#### Extract
•••
To explain why, I need to introduce the mathematical notion that underlies every price computation in finance, from options to insurance to credit default swaps: expected value. Suppose somebody approaches you and says, "I propose a game of chance. I flip this coin, and if it comes up heads you get $100. If it comes up tails, you get nothing. How much will you pay me for the right to play this game?" In other words: What is the value of a 50 percent chance of winning $100?

If you played this game all day, you'd probably win about half of the time. Most people, then, would value the coin flip game at $50, which is just the probability of success (50 percent, or 0.5) times the value of a successful outcome ($100). In general, to compute the expected value of a game you need to add up the values of all possible outcomes multiplied by their respective probabilities. Consider, for instance, the riskier game where you win $100 if the coin lands heads but lose $100 otherwise.  Each of those outcomes happens 50 percent of the time; so the value of this game is

(0.5) x ($100) + (0.5) x (-$100) = $0

The equation just records the obvious fact that this game favors neither you nor your opponent. It's a wash.

What's the expected value of the martingale? Like the game above, it's no more than a bunch of coin flips, each one of which has a value of 0. So the whole game has a value of 0.

On the other hand, if you start with a big bankroll (or generous lenders), it's pretty unlikely you'll encounter a run of luck bad enough to knock you out of the game. It's a little messy to compute exactly how unlikely, but we don't need exact figures to make the main point. (If exact figures are your bag, though, I've worked them out in a short PDF.) To simplify matters, let's say there's a 99 percent chance you wind up $100 ahead. Then the expected value of the martingale is

(0.99) x ($100) + (0.01) x (catastrophic outcome) = 0

But we already know the expected value is 0! Simple algebra suffices to solve the resulting equation—for the bet to have a value of 0, "catastrophic outcome" must be -$9,900.

In other words, the martingale strategy doesn't eliminate risk—it just takes your risk and squeezes it all into one improbable but hideous scenario. The expected value computation is unforgiving. No matter what ultrasophisticated betting strategy you adopt, you can't expect to make money in the long run by flipping a fair coin. There's always a risk of loss—and the smaller the chance of losing, the uglier the potential loss becomes. The result is a kind of "upside-down lottery." If you play the Powerball, you'll probably lose the cost of a ticket, but you might win big. In the martingale, you'll probably win a little, but if all six numbered balls match your ticket, then the bank comes around and takes away everything you've got.
•••
Named object pointing entries:
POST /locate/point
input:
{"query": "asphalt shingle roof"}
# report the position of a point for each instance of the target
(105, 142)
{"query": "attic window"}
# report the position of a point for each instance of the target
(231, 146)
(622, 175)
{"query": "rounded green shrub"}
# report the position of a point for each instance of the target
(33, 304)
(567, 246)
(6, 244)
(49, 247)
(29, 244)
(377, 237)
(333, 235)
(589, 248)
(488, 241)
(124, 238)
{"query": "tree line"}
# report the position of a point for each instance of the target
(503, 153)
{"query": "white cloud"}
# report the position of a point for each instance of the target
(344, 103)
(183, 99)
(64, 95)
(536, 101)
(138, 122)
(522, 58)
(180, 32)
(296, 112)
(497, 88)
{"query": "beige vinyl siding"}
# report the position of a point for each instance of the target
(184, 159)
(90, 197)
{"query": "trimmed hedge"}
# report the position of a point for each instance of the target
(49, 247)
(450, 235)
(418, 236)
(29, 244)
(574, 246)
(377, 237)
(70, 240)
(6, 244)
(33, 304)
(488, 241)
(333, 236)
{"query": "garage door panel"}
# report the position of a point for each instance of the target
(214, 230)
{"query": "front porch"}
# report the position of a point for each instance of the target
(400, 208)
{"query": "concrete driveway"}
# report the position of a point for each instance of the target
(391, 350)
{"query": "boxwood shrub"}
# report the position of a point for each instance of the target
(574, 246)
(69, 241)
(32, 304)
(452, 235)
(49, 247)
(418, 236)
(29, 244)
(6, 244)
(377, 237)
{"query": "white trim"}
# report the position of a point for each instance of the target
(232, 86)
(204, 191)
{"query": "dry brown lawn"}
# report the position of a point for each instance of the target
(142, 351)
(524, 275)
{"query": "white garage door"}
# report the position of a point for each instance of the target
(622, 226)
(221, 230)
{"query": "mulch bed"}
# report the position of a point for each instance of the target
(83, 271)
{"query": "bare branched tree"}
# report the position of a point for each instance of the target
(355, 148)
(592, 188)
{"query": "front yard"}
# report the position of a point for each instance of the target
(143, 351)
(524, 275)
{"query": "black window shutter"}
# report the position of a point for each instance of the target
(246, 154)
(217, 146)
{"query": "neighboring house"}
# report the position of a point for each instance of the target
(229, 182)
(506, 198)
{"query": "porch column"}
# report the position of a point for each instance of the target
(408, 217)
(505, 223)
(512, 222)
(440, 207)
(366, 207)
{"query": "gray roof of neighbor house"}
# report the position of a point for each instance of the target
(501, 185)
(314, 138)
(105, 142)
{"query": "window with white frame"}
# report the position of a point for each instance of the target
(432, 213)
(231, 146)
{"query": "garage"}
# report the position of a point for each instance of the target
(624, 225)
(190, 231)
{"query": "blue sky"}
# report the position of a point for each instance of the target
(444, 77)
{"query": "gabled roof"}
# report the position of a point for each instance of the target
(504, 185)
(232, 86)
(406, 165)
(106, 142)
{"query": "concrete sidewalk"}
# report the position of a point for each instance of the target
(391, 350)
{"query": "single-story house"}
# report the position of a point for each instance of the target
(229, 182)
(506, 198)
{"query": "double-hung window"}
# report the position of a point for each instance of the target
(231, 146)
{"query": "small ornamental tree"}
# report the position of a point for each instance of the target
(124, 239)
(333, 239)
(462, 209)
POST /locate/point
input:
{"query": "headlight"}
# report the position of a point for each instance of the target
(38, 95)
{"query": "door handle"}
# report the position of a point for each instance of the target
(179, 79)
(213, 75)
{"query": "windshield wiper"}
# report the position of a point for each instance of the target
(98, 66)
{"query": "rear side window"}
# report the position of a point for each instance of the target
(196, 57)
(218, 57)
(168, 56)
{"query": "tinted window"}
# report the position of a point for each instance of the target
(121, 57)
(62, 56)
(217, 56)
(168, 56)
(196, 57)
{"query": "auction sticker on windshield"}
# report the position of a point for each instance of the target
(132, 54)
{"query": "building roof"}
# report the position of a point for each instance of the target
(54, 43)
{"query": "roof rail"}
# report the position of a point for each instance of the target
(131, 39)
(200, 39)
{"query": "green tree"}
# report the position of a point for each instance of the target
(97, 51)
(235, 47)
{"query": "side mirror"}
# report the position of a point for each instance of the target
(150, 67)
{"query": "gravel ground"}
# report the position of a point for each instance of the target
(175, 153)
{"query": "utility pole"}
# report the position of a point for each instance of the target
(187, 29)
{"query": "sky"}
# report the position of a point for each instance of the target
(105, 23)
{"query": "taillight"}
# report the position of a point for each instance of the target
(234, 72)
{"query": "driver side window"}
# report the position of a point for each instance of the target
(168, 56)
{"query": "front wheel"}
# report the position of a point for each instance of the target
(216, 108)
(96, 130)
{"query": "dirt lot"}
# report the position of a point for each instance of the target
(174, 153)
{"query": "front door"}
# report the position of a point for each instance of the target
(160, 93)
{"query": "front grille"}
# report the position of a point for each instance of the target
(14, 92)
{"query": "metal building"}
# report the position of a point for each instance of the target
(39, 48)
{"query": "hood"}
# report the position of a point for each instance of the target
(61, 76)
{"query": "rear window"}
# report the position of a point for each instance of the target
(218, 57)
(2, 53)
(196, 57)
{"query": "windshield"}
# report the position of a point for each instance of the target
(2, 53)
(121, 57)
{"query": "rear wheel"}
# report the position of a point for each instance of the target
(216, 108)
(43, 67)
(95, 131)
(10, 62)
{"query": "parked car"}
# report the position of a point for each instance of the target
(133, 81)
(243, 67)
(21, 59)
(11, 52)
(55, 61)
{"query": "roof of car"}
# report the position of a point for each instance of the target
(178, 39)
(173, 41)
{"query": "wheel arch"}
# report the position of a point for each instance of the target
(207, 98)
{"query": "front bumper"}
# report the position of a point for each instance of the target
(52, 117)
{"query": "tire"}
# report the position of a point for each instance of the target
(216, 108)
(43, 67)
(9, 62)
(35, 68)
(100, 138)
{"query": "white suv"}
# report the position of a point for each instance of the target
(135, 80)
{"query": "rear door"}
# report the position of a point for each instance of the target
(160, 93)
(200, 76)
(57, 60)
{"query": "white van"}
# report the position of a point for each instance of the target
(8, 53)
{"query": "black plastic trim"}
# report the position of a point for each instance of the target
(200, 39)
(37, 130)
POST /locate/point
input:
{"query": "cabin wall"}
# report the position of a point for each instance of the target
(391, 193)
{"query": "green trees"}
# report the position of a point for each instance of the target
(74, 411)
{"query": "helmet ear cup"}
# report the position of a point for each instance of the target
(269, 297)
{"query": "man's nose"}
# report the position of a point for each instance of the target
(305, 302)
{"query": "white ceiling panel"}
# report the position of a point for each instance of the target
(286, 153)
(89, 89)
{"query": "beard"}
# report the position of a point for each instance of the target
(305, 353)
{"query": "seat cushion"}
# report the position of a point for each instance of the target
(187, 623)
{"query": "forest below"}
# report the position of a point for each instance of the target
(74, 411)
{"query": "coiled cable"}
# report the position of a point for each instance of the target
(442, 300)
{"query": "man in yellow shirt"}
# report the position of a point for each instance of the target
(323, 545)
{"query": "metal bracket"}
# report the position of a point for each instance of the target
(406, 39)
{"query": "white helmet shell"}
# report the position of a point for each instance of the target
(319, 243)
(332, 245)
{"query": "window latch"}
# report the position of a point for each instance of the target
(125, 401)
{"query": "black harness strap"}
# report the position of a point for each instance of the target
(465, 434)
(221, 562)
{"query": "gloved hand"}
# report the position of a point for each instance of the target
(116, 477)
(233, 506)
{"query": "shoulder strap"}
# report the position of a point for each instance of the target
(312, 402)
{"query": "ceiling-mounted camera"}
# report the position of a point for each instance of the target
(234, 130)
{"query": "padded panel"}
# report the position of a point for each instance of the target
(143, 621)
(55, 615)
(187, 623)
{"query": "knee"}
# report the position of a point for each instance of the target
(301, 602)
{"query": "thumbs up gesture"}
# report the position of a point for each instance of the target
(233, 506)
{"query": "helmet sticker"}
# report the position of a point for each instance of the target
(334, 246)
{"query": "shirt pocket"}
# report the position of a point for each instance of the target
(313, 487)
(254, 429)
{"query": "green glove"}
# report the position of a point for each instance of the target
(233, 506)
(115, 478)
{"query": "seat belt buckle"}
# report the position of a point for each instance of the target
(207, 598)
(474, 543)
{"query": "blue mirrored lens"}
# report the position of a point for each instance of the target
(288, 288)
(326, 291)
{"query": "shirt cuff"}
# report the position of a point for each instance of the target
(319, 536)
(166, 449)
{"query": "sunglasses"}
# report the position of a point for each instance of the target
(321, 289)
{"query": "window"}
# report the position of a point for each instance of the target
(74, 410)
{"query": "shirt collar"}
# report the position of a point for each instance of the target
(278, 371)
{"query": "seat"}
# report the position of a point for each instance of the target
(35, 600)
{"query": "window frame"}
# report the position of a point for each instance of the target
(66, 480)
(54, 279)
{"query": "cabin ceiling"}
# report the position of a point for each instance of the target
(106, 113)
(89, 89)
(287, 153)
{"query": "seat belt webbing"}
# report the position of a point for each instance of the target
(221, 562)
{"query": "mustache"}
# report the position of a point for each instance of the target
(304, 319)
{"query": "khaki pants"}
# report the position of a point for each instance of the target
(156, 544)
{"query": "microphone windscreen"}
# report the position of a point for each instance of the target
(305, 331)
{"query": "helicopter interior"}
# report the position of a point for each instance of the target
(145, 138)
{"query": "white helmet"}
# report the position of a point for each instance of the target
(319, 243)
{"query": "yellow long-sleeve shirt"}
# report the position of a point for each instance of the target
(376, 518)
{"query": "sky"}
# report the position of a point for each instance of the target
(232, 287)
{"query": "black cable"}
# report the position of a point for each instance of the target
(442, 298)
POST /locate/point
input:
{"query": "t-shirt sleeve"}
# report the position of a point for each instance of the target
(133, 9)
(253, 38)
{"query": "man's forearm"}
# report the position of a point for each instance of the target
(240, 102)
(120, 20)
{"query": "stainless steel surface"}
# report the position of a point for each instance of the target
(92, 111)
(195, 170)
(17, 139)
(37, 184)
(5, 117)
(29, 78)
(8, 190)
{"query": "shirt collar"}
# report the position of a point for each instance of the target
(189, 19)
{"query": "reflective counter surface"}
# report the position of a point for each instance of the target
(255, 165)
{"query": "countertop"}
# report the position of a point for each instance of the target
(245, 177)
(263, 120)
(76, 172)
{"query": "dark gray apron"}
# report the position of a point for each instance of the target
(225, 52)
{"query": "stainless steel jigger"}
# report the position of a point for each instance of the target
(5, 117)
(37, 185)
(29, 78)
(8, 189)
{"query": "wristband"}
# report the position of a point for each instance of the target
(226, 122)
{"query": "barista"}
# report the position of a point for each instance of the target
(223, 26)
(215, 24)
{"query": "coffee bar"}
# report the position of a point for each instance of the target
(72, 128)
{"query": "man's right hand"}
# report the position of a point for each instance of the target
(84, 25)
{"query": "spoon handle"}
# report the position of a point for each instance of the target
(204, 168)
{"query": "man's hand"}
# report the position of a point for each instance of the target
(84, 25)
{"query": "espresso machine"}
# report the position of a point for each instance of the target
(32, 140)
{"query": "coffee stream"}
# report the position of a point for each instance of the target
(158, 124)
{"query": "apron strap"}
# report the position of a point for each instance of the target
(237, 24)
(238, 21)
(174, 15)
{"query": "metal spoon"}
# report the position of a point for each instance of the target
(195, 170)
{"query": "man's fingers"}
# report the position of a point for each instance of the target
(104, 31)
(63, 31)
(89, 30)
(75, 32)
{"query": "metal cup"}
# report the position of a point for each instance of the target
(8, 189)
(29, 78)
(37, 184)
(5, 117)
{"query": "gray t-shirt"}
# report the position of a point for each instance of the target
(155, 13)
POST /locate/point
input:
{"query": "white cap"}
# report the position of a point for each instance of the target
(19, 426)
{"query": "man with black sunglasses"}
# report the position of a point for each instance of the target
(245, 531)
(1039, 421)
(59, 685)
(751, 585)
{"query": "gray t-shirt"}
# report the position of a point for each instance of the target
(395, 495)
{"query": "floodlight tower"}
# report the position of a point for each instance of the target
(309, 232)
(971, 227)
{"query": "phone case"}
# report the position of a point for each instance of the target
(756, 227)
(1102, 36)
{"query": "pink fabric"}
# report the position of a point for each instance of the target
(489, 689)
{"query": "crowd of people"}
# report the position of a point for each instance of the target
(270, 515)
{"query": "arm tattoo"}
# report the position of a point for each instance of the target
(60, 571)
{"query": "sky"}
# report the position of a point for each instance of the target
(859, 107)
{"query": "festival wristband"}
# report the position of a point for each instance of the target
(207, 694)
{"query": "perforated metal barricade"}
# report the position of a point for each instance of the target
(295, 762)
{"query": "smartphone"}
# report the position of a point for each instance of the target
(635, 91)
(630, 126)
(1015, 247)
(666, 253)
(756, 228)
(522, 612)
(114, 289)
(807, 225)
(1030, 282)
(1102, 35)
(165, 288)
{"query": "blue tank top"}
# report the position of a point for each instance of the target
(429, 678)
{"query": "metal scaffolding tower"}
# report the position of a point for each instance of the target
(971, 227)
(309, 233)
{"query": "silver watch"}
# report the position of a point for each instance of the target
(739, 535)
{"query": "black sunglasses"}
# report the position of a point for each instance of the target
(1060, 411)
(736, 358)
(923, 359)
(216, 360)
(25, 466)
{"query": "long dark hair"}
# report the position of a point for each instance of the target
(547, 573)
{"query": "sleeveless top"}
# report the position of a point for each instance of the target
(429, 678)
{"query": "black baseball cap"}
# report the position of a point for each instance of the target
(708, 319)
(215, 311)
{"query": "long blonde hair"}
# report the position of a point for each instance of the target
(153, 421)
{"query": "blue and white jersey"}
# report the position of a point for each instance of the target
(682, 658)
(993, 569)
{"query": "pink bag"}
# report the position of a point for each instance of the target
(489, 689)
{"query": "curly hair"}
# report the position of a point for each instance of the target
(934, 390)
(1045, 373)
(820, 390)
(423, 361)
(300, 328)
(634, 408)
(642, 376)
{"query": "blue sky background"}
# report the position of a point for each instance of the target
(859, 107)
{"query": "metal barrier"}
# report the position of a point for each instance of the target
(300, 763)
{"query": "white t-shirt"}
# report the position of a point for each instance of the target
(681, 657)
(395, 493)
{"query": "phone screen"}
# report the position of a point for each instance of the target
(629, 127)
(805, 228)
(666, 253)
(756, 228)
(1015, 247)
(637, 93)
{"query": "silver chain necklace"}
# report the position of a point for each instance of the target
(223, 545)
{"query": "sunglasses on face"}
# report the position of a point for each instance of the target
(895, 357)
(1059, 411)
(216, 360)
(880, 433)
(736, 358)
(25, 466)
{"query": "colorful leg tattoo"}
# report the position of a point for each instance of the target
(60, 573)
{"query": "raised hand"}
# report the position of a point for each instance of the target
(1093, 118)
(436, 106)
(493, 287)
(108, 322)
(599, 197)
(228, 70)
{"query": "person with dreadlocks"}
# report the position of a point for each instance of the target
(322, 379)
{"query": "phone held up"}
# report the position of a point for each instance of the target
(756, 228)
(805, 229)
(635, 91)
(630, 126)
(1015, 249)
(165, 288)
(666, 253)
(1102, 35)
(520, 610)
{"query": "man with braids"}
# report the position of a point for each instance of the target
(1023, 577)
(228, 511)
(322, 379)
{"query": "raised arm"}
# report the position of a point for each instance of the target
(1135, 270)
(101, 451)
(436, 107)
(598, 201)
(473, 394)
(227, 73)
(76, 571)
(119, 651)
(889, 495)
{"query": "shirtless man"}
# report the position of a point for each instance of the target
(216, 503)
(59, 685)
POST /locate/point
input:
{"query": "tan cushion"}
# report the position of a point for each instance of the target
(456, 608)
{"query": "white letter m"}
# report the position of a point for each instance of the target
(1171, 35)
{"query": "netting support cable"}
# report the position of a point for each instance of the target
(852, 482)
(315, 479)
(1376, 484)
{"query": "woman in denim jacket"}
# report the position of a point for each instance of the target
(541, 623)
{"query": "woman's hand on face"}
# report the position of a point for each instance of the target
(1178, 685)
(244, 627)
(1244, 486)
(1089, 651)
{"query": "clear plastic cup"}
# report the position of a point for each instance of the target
•••
#### Tasks to perform
a) In the passage on expected value, what figure must the "catastrophic outcome" equal for the martingale bet to have a value of 0?
b) Carry on the passage about expected value and the martingale strategy, starting right after its final sentence.

#### The results
a) -$9,900

b)
You probably wouldn't sign up for that game. But the news of the last few weeks confirms that we've been playing it for years. And it looks like the balls just lined up. Oh, and there's one more difference between the thickly interwoven financial markets and the lottery: If one person wins the Powerball, just one person gets rich. If one massively leveraged financial firm loses while playing the martingale, it can bring the whole system down with it.

The complex derivatives behind the current financial havoc aren't literally martingales, but what's wrong with the martingale is one of the things that's wrong with the derivatives. There's no question that you can reduce risk drastically by combining different investments in a single portfolio; that's what plain-Jane instruments like index funds do. What sounds an alarm is the claim that you can get low risk and high returns in the same happy package. "Once the limits of diversification have been reached," John Quiggin, an economist at the University of Queensland, told me, "rearranging the set of claims involved isn't going to reduce risk any further, so if all parties appear to be making risk-free profits, the risk must have been shifted to some low-probability, high-consequence event." In other words, if it sounds too good to be true, it's probably heading toward some outcome too bad to be borne. Or, as financial skeptic Nassim Nicholas Taleb wrote last week, "It appears that financial institutions earn money on transactions (say fees on your mother-in-law's checking account) and lose everything taking risks they don't understand."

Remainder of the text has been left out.